WHAT YOU SHOULD DO
Render every line of the records below as a JSON list of strings, with one string per line and blank lines omitted.

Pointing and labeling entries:
◆ ◆ ◆ ◆ ◆
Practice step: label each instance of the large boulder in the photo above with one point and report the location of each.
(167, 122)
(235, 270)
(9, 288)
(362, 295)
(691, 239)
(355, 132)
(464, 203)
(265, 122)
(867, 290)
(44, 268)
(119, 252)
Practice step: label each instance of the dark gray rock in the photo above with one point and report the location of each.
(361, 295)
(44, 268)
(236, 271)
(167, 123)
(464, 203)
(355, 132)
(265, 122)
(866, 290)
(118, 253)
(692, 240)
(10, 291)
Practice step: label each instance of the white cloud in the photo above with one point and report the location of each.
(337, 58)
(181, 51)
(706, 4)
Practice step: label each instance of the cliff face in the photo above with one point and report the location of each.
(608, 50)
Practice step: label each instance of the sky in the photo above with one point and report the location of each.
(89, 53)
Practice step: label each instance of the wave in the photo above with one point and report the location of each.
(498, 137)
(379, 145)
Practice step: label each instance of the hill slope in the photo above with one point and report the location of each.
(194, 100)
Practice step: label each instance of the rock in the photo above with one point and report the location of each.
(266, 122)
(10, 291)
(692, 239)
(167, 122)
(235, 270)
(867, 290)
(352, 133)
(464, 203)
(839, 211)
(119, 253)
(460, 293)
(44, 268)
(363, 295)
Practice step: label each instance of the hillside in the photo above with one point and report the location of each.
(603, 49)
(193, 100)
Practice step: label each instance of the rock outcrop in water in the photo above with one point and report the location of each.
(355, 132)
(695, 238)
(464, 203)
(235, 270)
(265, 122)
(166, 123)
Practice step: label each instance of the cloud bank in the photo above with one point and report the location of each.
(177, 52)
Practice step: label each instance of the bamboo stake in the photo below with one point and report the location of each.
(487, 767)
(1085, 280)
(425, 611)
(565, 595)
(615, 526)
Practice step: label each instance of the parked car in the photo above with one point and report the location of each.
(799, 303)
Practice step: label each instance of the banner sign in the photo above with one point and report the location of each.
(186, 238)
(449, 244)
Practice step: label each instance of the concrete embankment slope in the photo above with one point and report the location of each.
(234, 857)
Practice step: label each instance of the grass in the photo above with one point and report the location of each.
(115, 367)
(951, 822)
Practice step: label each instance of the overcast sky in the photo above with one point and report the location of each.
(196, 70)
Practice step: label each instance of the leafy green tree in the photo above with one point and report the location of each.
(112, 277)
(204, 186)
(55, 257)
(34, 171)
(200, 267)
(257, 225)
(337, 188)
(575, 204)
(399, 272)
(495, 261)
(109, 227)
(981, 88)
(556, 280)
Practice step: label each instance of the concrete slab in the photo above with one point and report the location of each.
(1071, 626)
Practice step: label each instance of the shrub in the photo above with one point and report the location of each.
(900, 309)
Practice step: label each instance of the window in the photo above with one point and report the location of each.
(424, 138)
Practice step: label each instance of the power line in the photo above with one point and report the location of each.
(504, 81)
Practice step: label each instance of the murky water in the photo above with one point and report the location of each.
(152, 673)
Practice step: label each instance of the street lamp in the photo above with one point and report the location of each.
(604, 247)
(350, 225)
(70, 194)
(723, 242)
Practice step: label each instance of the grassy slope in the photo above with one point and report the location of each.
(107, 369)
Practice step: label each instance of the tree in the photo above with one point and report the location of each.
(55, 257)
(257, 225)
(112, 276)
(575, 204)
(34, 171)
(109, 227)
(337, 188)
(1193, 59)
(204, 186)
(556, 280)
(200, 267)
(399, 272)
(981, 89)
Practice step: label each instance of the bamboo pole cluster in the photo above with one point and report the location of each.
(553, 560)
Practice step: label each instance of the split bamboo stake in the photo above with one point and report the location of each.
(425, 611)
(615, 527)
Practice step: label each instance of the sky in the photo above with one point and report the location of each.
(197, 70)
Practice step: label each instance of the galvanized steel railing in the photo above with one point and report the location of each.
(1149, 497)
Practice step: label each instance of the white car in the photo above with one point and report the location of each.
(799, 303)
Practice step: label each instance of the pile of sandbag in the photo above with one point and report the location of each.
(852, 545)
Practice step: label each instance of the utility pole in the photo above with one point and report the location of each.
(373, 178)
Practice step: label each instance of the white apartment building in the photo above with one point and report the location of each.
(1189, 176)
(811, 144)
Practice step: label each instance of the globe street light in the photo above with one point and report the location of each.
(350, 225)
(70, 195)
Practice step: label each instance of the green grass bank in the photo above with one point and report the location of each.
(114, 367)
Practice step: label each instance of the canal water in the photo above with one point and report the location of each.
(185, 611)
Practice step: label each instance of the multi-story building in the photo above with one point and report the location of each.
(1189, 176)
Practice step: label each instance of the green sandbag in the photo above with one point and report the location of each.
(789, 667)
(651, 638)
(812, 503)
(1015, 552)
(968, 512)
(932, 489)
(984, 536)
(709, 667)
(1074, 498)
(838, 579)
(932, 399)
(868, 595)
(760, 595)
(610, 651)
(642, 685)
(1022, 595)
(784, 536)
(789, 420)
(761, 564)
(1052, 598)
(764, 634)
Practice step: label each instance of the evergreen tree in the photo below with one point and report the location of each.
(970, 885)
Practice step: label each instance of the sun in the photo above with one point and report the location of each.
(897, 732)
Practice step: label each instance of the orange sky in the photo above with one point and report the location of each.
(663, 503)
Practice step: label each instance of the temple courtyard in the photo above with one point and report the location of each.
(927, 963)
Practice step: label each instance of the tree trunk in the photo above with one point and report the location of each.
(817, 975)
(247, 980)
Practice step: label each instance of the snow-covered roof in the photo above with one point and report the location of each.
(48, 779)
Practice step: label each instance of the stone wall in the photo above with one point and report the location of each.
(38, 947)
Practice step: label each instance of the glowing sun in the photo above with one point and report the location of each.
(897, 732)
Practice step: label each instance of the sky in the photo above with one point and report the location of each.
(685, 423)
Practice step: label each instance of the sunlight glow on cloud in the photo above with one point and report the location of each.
◆ ◆ ◆ ◆ ◆
ANSWER FOR THIS EXERCISE
[
  "Practice step: label each instance of the large boulder in the photo above with one point and report the location of each.",
  "(167, 122)",
  "(235, 270)",
  "(9, 288)",
  "(362, 295)",
  "(691, 239)",
  "(355, 132)",
  "(464, 203)",
  "(265, 122)",
  "(867, 290)",
  "(44, 268)",
  "(119, 252)",
  "Practice step: label each instance of the dark gray rock in the photo above with one point and report the location of each.",
  "(361, 295)",
  "(44, 268)",
  "(236, 271)",
  "(167, 123)",
  "(464, 203)",
  "(355, 132)",
  "(265, 122)",
  "(866, 290)",
  "(118, 253)",
  "(692, 240)",
  "(10, 291)",
  "Practice step: label each instance of the white cloud in the photo above with one point and report the location of each.",
  "(337, 58)",
  "(181, 51)",
  "(706, 4)",
  "Practice step: label each instance of the cliff face in the photo above with one point and report the location of each.",
  "(608, 50)",
  "Practice step: label each instance of the sky in the photo above with one point and report the location of each.",
  "(89, 53)",
  "Practice step: label each instance of the wave in the photo above with one point and report the location of each.",
  "(498, 137)",
  "(379, 145)",
  "Practice step: label each instance of the hill slope in the photo above with one point and report the location of each.",
  "(194, 100)",
  "Practice step: label each instance of the rock in the photo above with one point and report the location of each.",
  "(266, 122)",
  "(10, 291)",
  "(692, 239)",
  "(167, 122)",
  "(235, 270)",
  "(867, 290)",
  "(352, 133)",
  "(464, 203)",
  "(839, 211)",
  "(119, 253)",
  "(460, 293)",
  "(44, 268)",
  "(363, 295)",
  "Practice step: label each instance of the hillside in the photo above with one point and report the location of each.",
  "(603, 49)",
  "(193, 100)",
  "Practice step: label each instance of the rock outcrop in water in the photo above with one point and report the location of each.",
  "(355, 132)",
  "(695, 238)",
  "(464, 203)",
  "(235, 270)",
  "(265, 122)",
  "(166, 123)",
  "Practice step: label each instance of the cloud bank in the photo above with one point and report the location of each.",
  "(177, 52)",
  "Practice step: label each instance of the bamboo stake in the photo below with one point and report the location of each.",
  "(487, 767)",
  "(1085, 280)",
  "(425, 611)",
  "(565, 595)",
  "(615, 526)",
  "Practice step: label each instance of the parked car in the photo above with one point and report the location of each.",
  "(799, 303)",
  "Practice step: label each instance of the banner sign in the photo above with one point and report the location of each.",
  "(186, 238)",
  "(449, 244)",
  "Practice step: label each instance of the concrete embankment slope in the photo above with one point and report the location of each.",
  "(234, 857)",
  "Practice step: label each instance of the grass in the photo above with one point and report the location of each.",
  "(115, 367)",
  "(951, 822)",
  "Practice step: label each instance of the overcast sky in the photo above with one point and report the location of each.",
  "(196, 70)",
  "Practice step: label each instance of the leafy green tree in the photo above with one point and report the location of each.",
  "(112, 277)",
  "(204, 186)",
  "(55, 257)",
  "(34, 171)",
  "(200, 267)",
  "(257, 225)",
  "(337, 188)",
  "(575, 204)",
  "(399, 272)",
  "(495, 261)",
  "(109, 227)",
  "(981, 88)",
  "(556, 280)",
  "Practice step: label each instance of the concrete slab in the photo above with one point and report the location of each.",
  "(1071, 626)",
  "Practice step: label each instance of the shrub in the photo above with one point and report the location of each.",
  "(900, 309)",
  "Practice step: label each instance of the window in the photo above with one point and report the location of each.",
  "(424, 138)",
  "Practice step: label each instance of the power line in the photo above with one point and report the location of each.",
  "(504, 81)",
  "Practice step: label each instance of the murky water in the photo above with one point and report the location of each.",
  "(152, 673)",
  "Practice step: label each instance of the street lamp in the photo above with one point and report the location of each.",
  "(604, 247)",
  "(350, 225)",
  "(70, 194)",
  "(723, 242)",
  "Practice step: label each instance of the grassy slope in the photo above with one point and report the location of each.",
  "(107, 369)",
  "Practice step: label each instance of the tree in the photo above with one point and report the location of each.",
  "(55, 257)",
  "(257, 225)",
  "(112, 276)",
  "(575, 204)",
  "(34, 171)",
  "(109, 227)",
  "(337, 188)",
  "(1193, 59)",
  "(204, 186)",
  "(556, 280)",
  "(200, 267)",
  "(399, 272)",
  "(981, 89)",
  "Practice step: label each instance of the bamboo pole cluster in the photo above with one point and report the location of each.",
  "(553, 560)",
  "Practice step: label each instance of the split bamboo stake in the photo above with one point and report the location of each.",
  "(425, 611)",
  "(615, 527)",
  "Practice step: label each instance of the sky in the photo above with one point and report the location of each.",
  "(197, 70)",
  "Practice step: label each instance of the galvanized steel railing in the photo above with one point and report the location of each.",
  "(1149, 497)",
  "Practice step: label each instance of the white car in the photo above with one point and report the location of each.",
  "(799, 303)",
  "Practice step: label each instance of the pile of sandbag in the photo above with one point and report the location of each.",
  "(852, 545)",
  "Practice step: label each instance of the utility pole in the photo above with one point and report the location of each.",
  "(373, 178)",
  "Practice step: label each instance of the white apartment building in the photo above with one point and report the location of each.",
  "(1189, 176)",
  "(811, 144)",
  "Practice step: label each instance of the globe street light in the photo above with one point and report the location of each.",
  "(350, 225)",
  "(70, 195)",
  "Practice step: label each instance of the green grass bank in the photo above with one point and report the location of each.",
  "(114, 367)",
  "Practice step: label each instance of the canal water in the photo above with one point and report the location of each.",
  "(185, 611)",
  "Practice step: label each instance of the multi-story building in the photo above with one point and report the location of each.",
  "(1189, 176)",
  "Practice step: label each instance of the green sandbag in the photo above with one point and report the location of each.",
  "(789, 667)",
  "(651, 638)",
  "(812, 503)",
  "(1015, 552)",
  "(968, 512)",
  "(932, 489)",
  "(984, 536)",
  "(709, 667)",
  "(1074, 498)",
  "(838, 579)",
  "(932, 399)",
  "(868, 595)",
  "(760, 595)",
  "(610, 651)",
  "(642, 685)",
  "(1022, 595)",
  "(784, 536)",
  "(789, 420)",
  "(761, 564)",
  "(1052, 598)",
  "(764, 634)",
  "Practice step: label each instance of the evergreen tree in the photo below with one point and report the location of each.",
  "(970, 885)",
  "Practice step: label each instance of the sun in the photo above with one point and report the location of each.",
  "(897, 732)",
  "Practice step: label each instance of the orange sky in the photo above with one point and report the location of each.",
  "(663, 503)",
  "Practice step: label each instance of the temple courtyard in the photo above with one point and report the location of each.",
  "(927, 963)",
  "Practice step: label each instance of the tree trunk in the photo above with one point and report the location of each.",
  "(817, 975)",
  "(247, 980)",
  "Practice step: label each instance of the snow-covered roof in the photo above with one point and report the location of each.",
  "(48, 779)",
  "Practice step: label each instance of the stone wall in the photo above with one point and report the location of each.",
  "(38, 947)",
  "Practice step: label each instance of the glowing sun in the photo above with one point and report the location of each.",
  "(897, 732)",
  "Practice step: label each instance of the sky in the photo above with one point and report the location of each.",
  "(685, 423)",
  "Practice step: label each instance of the sunlight glow on cloud in the photo above with one point and report the location of each."
]